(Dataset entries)
<<<<
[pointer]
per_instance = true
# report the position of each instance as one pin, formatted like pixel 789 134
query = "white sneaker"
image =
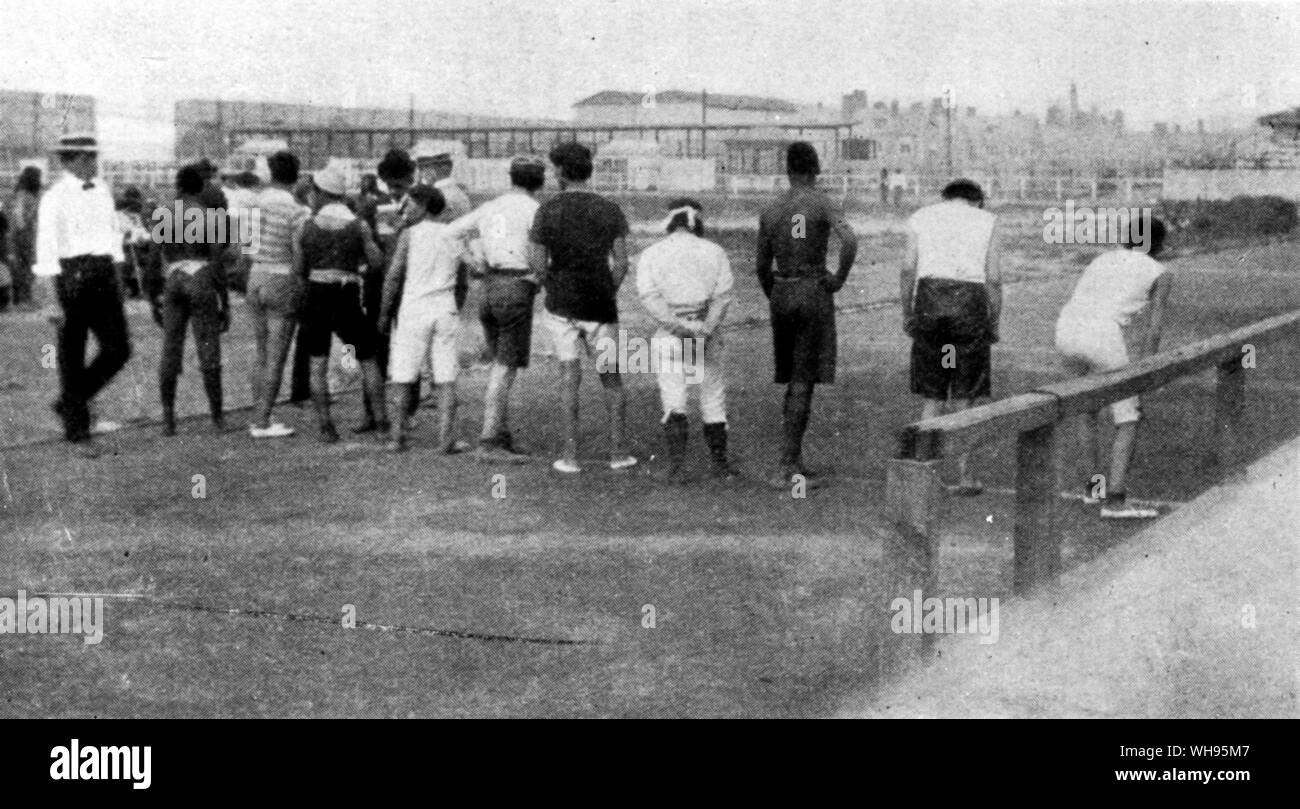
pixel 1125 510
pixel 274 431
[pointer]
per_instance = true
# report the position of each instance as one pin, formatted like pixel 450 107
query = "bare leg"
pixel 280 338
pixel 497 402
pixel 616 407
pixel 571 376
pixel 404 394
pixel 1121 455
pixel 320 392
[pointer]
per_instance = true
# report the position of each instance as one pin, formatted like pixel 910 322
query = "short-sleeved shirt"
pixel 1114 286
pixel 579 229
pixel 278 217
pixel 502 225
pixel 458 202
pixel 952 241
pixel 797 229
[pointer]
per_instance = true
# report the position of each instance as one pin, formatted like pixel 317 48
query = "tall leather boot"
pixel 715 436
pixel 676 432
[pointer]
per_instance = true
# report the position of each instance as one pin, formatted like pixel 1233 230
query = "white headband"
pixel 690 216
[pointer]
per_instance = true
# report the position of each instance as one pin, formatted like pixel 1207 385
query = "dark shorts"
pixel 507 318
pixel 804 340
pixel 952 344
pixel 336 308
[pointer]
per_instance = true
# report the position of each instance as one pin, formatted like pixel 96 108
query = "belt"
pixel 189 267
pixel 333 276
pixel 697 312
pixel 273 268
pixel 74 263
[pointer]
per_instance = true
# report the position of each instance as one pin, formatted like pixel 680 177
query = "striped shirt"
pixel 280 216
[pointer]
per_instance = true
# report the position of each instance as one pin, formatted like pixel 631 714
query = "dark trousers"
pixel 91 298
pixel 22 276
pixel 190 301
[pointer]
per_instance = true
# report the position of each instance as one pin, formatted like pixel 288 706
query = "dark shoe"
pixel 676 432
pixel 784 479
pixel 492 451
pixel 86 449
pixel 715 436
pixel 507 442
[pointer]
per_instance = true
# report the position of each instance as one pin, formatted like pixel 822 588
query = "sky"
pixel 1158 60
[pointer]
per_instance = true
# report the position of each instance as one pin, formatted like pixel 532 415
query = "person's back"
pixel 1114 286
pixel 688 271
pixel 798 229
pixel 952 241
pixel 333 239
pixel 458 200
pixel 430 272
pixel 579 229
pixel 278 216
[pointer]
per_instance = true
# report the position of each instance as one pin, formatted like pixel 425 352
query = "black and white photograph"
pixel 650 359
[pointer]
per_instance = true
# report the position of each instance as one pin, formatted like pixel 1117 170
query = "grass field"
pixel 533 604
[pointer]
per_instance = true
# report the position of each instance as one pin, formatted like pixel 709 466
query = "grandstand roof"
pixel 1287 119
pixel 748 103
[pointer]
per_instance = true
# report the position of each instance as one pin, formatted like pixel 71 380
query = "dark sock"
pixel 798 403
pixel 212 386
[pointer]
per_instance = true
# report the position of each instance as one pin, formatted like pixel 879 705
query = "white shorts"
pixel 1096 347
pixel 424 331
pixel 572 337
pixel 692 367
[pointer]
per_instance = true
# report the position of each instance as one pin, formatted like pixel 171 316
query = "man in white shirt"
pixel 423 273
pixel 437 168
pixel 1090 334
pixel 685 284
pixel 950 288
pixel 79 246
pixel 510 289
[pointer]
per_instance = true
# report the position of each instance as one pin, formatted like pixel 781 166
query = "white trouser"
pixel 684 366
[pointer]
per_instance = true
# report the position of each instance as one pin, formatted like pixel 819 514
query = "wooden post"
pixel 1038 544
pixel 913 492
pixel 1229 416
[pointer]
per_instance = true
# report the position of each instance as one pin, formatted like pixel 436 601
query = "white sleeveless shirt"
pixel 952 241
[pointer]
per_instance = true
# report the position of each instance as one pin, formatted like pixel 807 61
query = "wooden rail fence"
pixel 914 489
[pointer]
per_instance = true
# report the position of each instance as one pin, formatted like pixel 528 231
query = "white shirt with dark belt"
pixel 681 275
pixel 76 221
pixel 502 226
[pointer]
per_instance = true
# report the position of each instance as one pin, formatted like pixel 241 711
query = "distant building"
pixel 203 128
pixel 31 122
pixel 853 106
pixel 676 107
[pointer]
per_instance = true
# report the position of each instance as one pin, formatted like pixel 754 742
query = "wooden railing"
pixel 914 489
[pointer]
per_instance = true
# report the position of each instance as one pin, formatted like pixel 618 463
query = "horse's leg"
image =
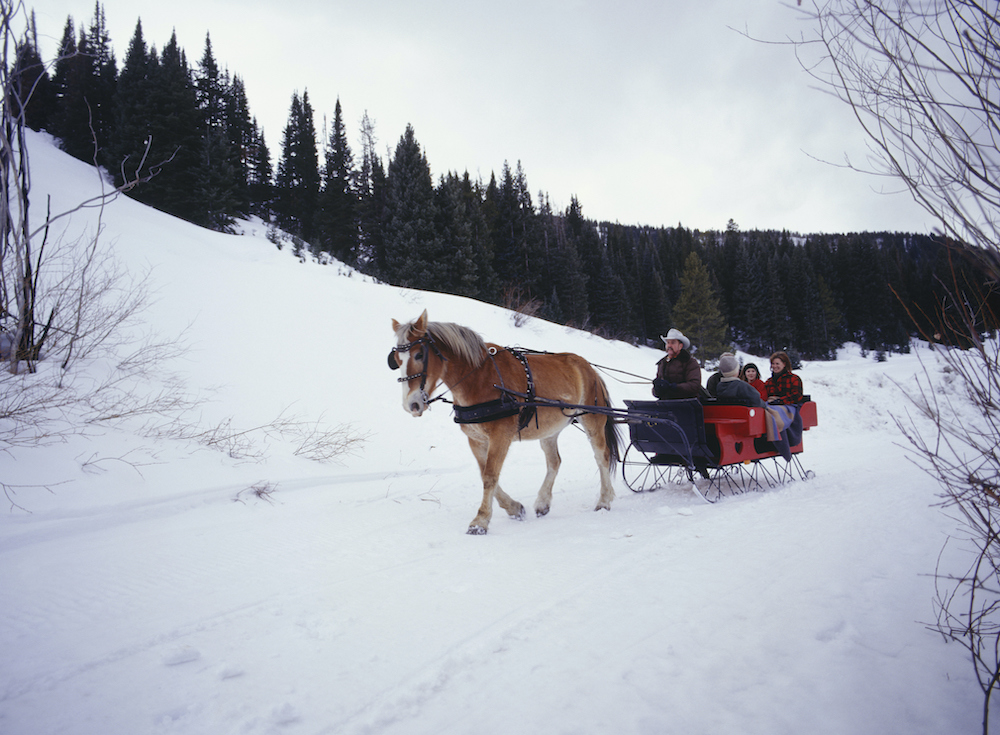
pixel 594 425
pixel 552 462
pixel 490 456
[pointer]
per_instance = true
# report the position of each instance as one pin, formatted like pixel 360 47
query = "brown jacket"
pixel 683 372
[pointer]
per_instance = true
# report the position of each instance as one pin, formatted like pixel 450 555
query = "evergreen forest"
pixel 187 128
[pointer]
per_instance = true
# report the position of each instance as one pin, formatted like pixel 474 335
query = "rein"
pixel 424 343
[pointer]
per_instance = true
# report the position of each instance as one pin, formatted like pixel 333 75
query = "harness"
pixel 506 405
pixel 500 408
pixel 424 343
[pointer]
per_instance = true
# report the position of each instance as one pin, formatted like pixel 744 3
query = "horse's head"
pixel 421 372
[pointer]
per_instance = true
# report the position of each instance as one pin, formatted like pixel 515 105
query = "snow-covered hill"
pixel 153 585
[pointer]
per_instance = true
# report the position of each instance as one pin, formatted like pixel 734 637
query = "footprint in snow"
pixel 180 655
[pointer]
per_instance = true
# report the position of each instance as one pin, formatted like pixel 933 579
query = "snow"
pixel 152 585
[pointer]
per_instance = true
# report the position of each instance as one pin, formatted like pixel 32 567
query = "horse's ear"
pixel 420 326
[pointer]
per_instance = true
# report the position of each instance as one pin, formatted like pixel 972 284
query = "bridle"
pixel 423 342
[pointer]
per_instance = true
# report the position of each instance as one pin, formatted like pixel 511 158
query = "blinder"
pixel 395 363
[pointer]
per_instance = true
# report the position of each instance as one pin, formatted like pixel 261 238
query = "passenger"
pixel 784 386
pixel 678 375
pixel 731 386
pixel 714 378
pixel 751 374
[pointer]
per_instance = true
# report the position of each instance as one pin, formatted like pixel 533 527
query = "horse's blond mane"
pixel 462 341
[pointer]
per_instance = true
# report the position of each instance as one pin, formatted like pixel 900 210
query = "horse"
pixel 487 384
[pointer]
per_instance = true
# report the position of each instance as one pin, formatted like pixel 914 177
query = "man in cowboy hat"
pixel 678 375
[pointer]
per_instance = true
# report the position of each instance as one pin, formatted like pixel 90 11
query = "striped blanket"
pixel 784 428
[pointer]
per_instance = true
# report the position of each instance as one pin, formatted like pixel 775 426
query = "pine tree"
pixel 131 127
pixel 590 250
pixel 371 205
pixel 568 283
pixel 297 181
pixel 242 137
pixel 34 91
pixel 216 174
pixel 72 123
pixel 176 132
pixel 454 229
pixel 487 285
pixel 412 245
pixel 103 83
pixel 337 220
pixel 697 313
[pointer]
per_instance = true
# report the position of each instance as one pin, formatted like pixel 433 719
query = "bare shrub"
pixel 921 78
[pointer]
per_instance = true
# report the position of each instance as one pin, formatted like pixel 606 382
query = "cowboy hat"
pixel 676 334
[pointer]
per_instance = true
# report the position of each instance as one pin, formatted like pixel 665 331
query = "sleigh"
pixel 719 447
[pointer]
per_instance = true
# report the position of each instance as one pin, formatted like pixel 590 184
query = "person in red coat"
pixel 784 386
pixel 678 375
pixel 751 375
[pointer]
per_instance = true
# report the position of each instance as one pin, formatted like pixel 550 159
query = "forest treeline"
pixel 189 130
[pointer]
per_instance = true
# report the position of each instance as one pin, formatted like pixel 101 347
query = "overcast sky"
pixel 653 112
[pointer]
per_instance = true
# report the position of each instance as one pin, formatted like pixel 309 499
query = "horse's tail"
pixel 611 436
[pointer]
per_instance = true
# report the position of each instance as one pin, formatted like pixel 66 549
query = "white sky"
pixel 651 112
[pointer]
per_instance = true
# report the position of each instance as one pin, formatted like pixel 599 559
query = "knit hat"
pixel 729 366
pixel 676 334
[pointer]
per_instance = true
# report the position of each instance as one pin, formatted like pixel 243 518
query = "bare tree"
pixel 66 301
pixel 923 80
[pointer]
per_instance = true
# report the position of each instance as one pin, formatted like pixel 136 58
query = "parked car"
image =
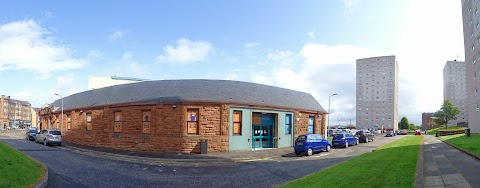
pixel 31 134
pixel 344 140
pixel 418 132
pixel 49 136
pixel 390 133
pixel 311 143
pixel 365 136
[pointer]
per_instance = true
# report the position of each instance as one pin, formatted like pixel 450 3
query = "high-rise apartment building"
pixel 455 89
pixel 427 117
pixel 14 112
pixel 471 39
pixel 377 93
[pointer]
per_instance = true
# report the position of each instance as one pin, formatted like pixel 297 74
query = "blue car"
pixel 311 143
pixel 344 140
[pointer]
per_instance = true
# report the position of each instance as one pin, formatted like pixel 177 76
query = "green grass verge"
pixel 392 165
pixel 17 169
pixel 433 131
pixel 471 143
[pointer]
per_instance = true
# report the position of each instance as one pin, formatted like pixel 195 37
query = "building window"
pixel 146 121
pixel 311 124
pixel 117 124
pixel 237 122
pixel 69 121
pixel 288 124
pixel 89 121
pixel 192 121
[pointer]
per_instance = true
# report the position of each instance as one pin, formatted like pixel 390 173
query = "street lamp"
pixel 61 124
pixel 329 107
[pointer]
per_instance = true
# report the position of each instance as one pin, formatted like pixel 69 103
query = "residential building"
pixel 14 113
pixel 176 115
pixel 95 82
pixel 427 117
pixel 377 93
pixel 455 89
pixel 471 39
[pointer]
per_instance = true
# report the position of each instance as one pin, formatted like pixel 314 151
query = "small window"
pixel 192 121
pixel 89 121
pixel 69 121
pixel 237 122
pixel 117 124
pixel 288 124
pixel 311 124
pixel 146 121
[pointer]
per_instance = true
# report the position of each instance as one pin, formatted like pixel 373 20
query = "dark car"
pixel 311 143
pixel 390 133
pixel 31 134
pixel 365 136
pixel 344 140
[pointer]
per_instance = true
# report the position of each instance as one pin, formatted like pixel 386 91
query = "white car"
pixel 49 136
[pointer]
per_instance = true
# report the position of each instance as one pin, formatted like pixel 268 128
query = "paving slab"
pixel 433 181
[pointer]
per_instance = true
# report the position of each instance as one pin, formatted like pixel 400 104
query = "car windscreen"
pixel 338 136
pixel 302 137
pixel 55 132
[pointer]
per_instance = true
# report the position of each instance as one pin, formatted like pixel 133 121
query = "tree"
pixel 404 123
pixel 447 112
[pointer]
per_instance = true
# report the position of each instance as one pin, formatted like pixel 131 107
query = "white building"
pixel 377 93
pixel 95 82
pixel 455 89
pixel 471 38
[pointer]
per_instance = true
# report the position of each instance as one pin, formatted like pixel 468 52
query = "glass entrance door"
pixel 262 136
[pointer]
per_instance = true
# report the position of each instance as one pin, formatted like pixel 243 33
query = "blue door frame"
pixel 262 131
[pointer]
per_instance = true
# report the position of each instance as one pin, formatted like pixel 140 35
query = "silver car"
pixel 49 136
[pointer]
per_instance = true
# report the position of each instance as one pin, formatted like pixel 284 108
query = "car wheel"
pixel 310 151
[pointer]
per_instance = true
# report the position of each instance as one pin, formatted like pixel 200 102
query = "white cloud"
>>>>
▸ Brief
Format the rows from the start through the line with "pixel 280 216" as a two-column CSV with the columns text and answer. Give one line per row and put each value in a single quoted field with its line breaks turned into spaces, leaving out the picture.

▸ Solution to this exercise
text,answer
"[pointer] per_instance = true # report the position of each instance as one pin, formatted like pixel 789 134 query = ""white sneaker"" image =","pixel 1125 510 pixel 274 431"
"[pointer] per_instance = true # report the position of each instance as one pin, formatted like pixel 450 107 query = ""bare leg""","pixel 280 338 pixel 497 402 pixel 616 407 pixel 571 376 pixel 404 394 pixel 1121 455 pixel 320 392"
"[pointer] per_instance = true # report the position of each instance as one pin, formatted like pixel 910 322 query = ""short-sleeved shirt""","pixel 1114 286 pixel 579 229 pixel 278 217 pixel 502 225 pixel 458 202 pixel 952 241 pixel 797 229"
"[pointer] per_instance = true # report the position of each instance as one pin, formatted like pixel 317 48 query = ""tall leather boot""","pixel 715 436 pixel 676 432"
"[pointer] per_instance = true # report the position of each instance as one pin, formatted like pixel 1233 230 query = ""white headband""","pixel 690 216"
"[pointer] per_instance = true # report the position of each instance as one pin, formatted like pixel 1207 385 query = ""dark shorts""","pixel 507 318 pixel 804 340 pixel 952 344 pixel 336 308"
"[pointer] per_instance = true # report the position of each instance as one pin, formatted like pixel 96 108 query = ""belt""","pixel 189 267 pixel 333 276 pixel 697 312 pixel 273 268 pixel 74 263"
"[pointer] per_instance = true # report the position of each instance as one pin, formatted like pixel 680 177 query = ""striped shirt""","pixel 280 216"